# Source extract

════════

X = train_df[feature_names]
y = train_df['target']
X_train, X_val, y_train, y_val = train_test_split(X, y, test_size=0.40, random_state=42)

In [None]:
from sklearn.ensemble import RandomForestClassifier
clf = RandomForestClassifier(random_state=42)
_ = clf.fit(X_train, y_train)

print("Training set: {:.3f}".format(clf.score(X_train, y_train)))
print("Validation set: {:.3f}".format(clf.score(X_val, y_val)))

In [None]:
from sklearn.metrics import classification_report
clf = RandomForestClassifier(random_state=42)
_ = clf.fit(X_train, y_train)

print("Training set: {:.3f}".format(clf.score(X_train, y_train)))
print("Validation set: {:.3f}".format(clf.score(X_val, y_val)))
print(classification_report(y_val, clf.predict(X_val), digits=3))

*Very good scores, except for class=6 which has poor recall.* 
*Going to add some under and over sampling with SMOTETomek*

In [None]:
y.value_counts().to_dict()

In [None]:
y_val.value_counts().to_dict()

In [None]:
from imblearn.combine import SMOTETomek
from imblearn.over_sampling import SMOTE

smote = SMOTETomek(smote=SMOTE(k_neighbors=2, sampling_strategy={  
                                            2: 50, 
                                            7: 50, 
                                            6: 50}))

X_smote, y_smote = smote.fit_resample(X_train, y_train)
y_smote.value_counts()

In [None]:
clf = RandomForestClassifier(n_estimators=10, random_state=42)
_ = clf.fit(X_smote, y_smote)

print(classification_report(y_val, clf.predict(X_val), digits=3))

*The results look much better now for labels 6 and 7. It could be that we've just being lucky with the training/validation splits, so going to run using cv splits*

## Cross Validation
Let's run the training set through cross_validation

In [None]:
#import sklearn
#sorted(sklearn.metrics.SCORERS.keys())

In [None]:
from sklearn.model_selection import cross_validate
from imblearn.pipeline import Pipeline

pipeline = Pipeline([
   ('sampling', SMOTETomek(smote=SMOTE(k_neighbors=3, sampling_strategy={  
                                            2: 50, 
                                            7: 50, 
                                            6: 50}))),
   ('model', RandomForestClassifier(n_estimators=10, random_state=42))
])

with warnings.catch_warnings():
    warnings.simplefilter("ignore")
    #Using recall_macro & precision_macro to give equal weight to each class.
    scores = cross_validate(pipeline, X, y, scoring=['recall_macro', 'precision_macro'], cv=5) 

print(f'Mean recall_macro score: {np.mean(scores["test_recall_macro"]):.3f}')
print(f'Mean precision_macro score: {np.mean(scores["test_precision_macro"]):.3f}')

*These macro recall and precision scores are similar to what we got for the classification_report. 
"Macro" recall gives equal weighting to all labels, regardless of the number of samples of each label. So if you have an imbalanced dataset, macro recall will capture classifiction misses*

## Final Score: Test Set

In [None]:
y_actual = test_df['target'] 
y_hat = pipeline.fit(X,y).predict(test_df[feature_names]) #Fit all of X, y now that we have model built.
print(classification_report(y_actual, y_hat, digits=3))
clf.score(test_df[feature_names], y_actual)

*The RF model has performed well on the test set also, achieving an overall accuracy of 0.9997*

════════

# Data

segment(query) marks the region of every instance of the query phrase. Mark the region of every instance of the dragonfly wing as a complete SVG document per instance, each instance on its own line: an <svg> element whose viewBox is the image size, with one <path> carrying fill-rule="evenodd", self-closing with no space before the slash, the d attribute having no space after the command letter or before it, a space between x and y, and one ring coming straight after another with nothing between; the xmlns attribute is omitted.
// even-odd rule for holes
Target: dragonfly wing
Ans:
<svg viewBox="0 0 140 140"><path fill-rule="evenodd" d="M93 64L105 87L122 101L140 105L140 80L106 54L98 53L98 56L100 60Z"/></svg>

════════

# To be done
(A) Answer these about the notebook extract:
(i) What test_size is passed to train_test_split?
(ii) Which class does the comment after the first classification report say has poor recall?
(iii) What overall accuracy does the final comment report for the RF model on the test set?
(B) Return the stretch of the notebook extract from "#Using recall_macro &" through "for the classification_report.".
You won't need the rows for this.

# Solutions to the exercise
(A)
(i) 0.40
(ii) Class 6
(iii) 0.9997

(B)
#Using recall_macro & precision_macro to give equal weight to each class.
    scores = cross_validate(pipeline, X, y, scoring=['recall_macro', 'precision_macro'], cv=5) 

print(f'Mean recall_macro score: {np.mean(scores["test_recall_macro"]):.3f}')
print(f'Mean precision_macro score: {np.mean(scores["test_precision_macro"]):.3f}')

*These macro recall and precision scores are similar to what we got for the classification_report.